1        Par leur recours fondé sur l’article 263 TFUE, les requérants, M. Lorenz Kiene, Classic Tankstellen GmbH & Co. KG, eFuel GmbH et eFuel Projektentwicklung GmbH, demandent l’annulation de l’article 1er, point 1, du règlement (UE) 2023/851 du Parlement européen et du Conseil, du 19 avril 2023, modifiant le règlement (UE) 2019/631 en ce qui concerne le renforcement des normes de performance en matière d’émissions de CO2 pour les voitures particulières neuves et les véhicules utilitaires légers neufs conformément à l’ambition accrue de l’Union en matière de climat (JO 2023, L 110, p. 5, ci-après le « règlement attaqué »).

* **Données présentées**:

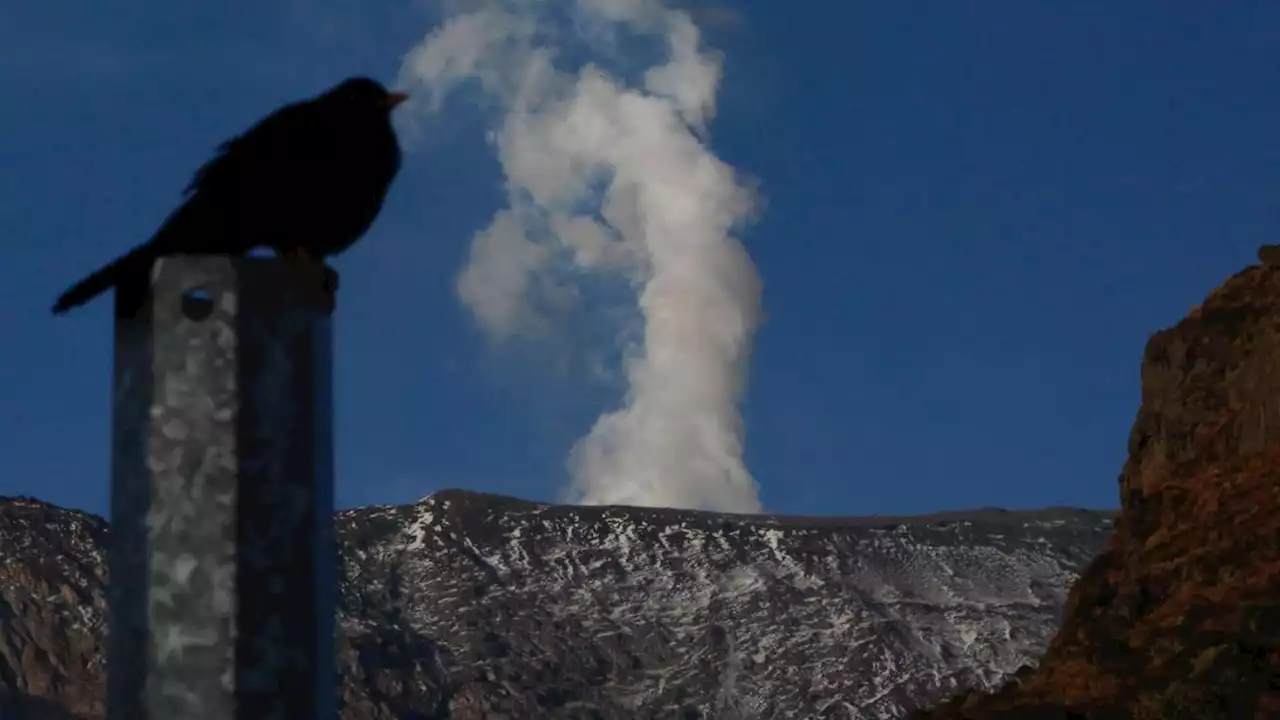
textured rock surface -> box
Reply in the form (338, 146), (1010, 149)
(919, 257), (1280, 720)
(0, 491), (1111, 720)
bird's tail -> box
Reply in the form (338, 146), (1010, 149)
(54, 242), (156, 315)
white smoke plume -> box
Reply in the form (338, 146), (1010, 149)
(401, 0), (760, 512)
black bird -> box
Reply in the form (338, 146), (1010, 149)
(54, 77), (407, 315)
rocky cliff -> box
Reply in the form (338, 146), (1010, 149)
(916, 247), (1280, 720)
(0, 491), (1111, 720)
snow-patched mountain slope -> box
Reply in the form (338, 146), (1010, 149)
(338, 491), (1112, 719)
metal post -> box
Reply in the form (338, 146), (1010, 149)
(106, 256), (335, 720)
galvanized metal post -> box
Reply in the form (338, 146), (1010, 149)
(108, 256), (335, 720)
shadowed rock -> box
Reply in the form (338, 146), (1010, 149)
(916, 254), (1280, 720)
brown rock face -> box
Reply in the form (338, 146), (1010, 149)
(915, 260), (1280, 720)
(0, 498), (106, 720)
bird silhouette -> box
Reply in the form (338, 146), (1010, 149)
(54, 77), (407, 315)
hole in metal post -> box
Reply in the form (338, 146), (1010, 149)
(182, 287), (214, 323)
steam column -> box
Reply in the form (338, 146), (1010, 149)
(108, 256), (337, 720)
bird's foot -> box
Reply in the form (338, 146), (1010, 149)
(279, 247), (338, 313)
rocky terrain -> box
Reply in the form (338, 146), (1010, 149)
(0, 491), (1111, 720)
(916, 246), (1280, 720)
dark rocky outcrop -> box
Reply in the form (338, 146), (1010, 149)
(916, 254), (1280, 720)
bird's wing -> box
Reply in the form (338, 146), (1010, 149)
(183, 100), (316, 196)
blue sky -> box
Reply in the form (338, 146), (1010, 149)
(0, 0), (1280, 515)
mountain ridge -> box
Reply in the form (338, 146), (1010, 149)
(0, 489), (1111, 720)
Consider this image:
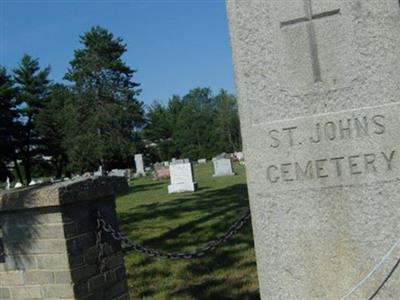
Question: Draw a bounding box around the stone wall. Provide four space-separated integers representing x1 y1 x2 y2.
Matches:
0 178 129 299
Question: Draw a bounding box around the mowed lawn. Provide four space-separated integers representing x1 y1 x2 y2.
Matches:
117 163 259 299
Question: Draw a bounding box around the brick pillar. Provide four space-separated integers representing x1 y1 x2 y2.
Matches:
0 177 129 300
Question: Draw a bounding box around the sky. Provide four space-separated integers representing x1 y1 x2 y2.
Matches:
0 0 235 105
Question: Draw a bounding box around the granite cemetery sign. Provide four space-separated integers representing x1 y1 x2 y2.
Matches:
226 0 400 299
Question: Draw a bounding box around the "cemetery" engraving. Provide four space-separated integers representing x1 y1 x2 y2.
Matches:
264 105 400 185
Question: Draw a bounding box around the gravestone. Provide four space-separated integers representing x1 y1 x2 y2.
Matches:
135 154 146 176
107 169 128 177
0 177 129 300
93 166 104 176
197 158 207 164
212 154 235 177
168 159 197 194
154 162 170 179
234 152 244 161
226 0 400 299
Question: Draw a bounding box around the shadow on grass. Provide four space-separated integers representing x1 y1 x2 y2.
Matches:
119 184 259 299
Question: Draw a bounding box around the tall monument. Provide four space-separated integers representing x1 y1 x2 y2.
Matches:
226 0 400 299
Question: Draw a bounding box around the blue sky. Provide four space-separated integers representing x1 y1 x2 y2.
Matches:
0 0 234 104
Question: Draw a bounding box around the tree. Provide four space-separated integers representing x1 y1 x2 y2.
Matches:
143 96 182 161
173 88 216 159
35 83 74 178
13 54 50 184
65 27 144 171
214 90 242 152
0 67 22 182
143 88 241 160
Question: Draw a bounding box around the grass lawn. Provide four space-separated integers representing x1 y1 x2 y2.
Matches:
117 163 259 299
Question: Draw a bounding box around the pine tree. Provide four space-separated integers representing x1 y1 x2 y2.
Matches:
0 67 22 182
35 83 74 178
65 27 144 171
13 54 50 184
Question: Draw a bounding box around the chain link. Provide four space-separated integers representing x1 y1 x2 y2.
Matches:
96 211 107 276
96 210 250 260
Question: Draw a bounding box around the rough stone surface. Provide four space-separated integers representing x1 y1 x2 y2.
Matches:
135 154 146 176
168 159 197 194
0 177 128 300
212 157 235 177
226 0 400 299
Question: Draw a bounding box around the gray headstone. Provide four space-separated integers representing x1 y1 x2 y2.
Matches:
135 154 146 176
226 0 400 299
168 159 197 194
212 156 235 176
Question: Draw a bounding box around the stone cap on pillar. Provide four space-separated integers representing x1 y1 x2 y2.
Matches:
0 176 129 212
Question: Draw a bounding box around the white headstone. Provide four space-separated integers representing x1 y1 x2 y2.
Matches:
6 177 10 190
108 169 128 177
235 152 244 161
168 160 197 194
226 0 400 300
212 154 235 177
93 166 103 176
135 154 146 176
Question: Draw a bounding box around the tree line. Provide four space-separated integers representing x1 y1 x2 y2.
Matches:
0 26 241 184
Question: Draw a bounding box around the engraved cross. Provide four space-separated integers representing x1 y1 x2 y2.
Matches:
281 0 340 82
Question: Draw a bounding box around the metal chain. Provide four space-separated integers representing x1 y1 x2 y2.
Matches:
97 210 250 262
96 211 107 276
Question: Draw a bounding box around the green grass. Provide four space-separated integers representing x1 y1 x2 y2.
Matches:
117 164 259 299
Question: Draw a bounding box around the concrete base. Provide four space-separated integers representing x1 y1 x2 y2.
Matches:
168 182 197 194
213 173 236 177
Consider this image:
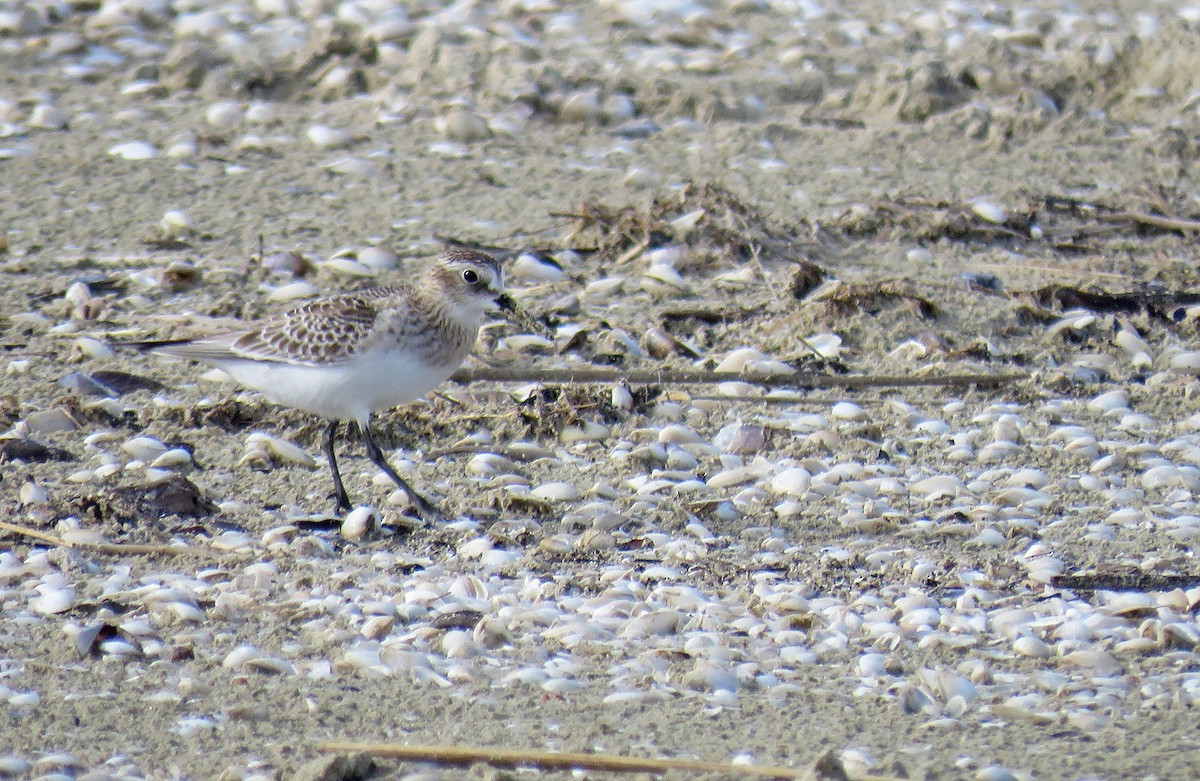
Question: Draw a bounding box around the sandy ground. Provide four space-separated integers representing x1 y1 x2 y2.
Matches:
0 4 1200 780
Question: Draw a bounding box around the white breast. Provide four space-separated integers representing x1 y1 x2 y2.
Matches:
218 352 461 422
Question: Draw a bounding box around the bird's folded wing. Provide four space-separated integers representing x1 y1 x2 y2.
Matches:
161 295 377 366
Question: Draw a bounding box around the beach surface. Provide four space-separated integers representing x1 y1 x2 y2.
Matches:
0 0 1200 781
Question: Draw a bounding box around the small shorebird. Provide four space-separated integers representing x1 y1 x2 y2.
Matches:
131 250 516 515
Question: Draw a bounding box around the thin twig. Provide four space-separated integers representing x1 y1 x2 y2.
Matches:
317 741 892 781
0 521 220 555
1096 211 1200 232
450 366 1028 388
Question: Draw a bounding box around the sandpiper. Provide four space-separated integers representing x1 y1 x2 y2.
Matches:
132 250 516 515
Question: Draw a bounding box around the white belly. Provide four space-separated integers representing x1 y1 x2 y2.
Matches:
220 353 458 422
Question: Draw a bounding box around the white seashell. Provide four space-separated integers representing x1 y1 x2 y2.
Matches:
600 92 637 122
204 101 242 130
29 585 74 615
108 142 158 160
121 437 169 462
706 467 758 488
1112 323 1153 364
908 475 970 501
434 104 492 143
622 166 659 190
359 615 396 639
715 347 770 372
324 156 378 178
20 481 49 506
25 407 79 434
643 263 688 290
305 125 352 149
29 103 67 130
1168 350 1200 374
829 402 866 420
1087 388 1129 413
150 447 192 469
320 258 376 277
658 425 704 445
772 467 812 497
1104 593 1158 615
804 332 841 360
341 506 379 540
509 252 563 282
158 209 196 239
358 247 400 271
611 383 634 411
742 359 796 377
430 142 470 160
244 656 295 675
558 90 600 122
1013 635 1054 659
1046 310 1097 337
0 755 34 777
558 420 611 445
529 481 580 501
246 101 280 125
266 281 320 301
166 132 199 158
968 198 1008 226
221 645 262 671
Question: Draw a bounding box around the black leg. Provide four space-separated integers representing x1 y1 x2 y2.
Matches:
359 422 438 517
325 420 350 513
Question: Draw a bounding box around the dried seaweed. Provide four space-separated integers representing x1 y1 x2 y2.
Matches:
556 182 826 280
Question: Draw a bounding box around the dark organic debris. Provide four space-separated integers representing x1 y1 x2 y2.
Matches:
821 191 1200 252
1050 572 1200 591
556 182 824 280
1025 284 1200 320
0 439 76 463
70 475 217 525
59 370 164 398
809 280 937 319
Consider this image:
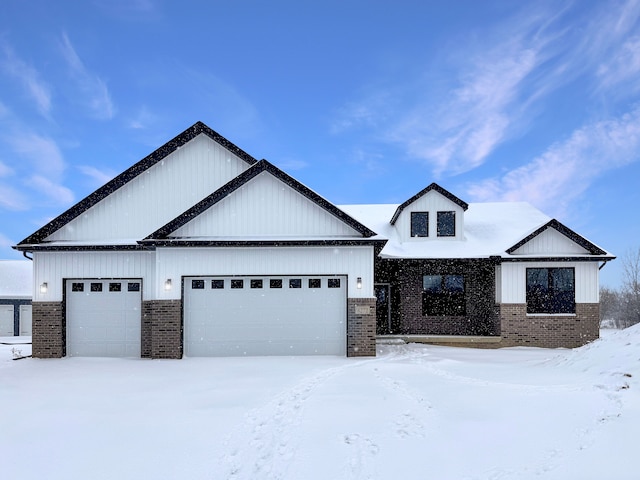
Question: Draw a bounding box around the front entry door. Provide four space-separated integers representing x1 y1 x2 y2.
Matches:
374 283 391 335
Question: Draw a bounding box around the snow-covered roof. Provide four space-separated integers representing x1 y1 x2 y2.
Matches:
339 202 608 258
0 260 33 298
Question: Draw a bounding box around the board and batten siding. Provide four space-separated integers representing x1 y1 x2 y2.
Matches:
33 251 155 302
156 245 374 300
496 262 600 304
47 134 249 242
170 172 362 238
395 190 464 242
513 228 589 255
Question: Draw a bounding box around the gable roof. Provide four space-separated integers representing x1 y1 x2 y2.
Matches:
143 159 376 243
507 218 607 255
15 122 257 249
390 183 469 225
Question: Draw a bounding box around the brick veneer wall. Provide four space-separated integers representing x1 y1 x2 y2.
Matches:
500 303 600 348
31 302 66 358
347 298 376 357
141 300 182 359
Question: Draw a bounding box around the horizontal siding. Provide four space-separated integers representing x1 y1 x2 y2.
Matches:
513 228 589 255
47 134 249 241
33 252 155 302
501 262 599 304
396 190 464 242
156 246 373 300
171 172 362 238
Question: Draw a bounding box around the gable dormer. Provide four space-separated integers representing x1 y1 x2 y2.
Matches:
391 183 469 242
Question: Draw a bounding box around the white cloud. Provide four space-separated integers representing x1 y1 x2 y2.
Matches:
61 33 115 120
2 44 51 117
468 108 640 217
78 165 115 186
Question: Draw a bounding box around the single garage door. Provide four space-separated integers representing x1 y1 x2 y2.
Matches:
65 279 142 357
184 276 347 356
0 305 13 337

* **Consigne**:
D'après l'extrait du document, sur quel article du TFUE les requérants fondent-ils leur recours ?

* **Problème résolu**:
Sur l'article 263 TFUE.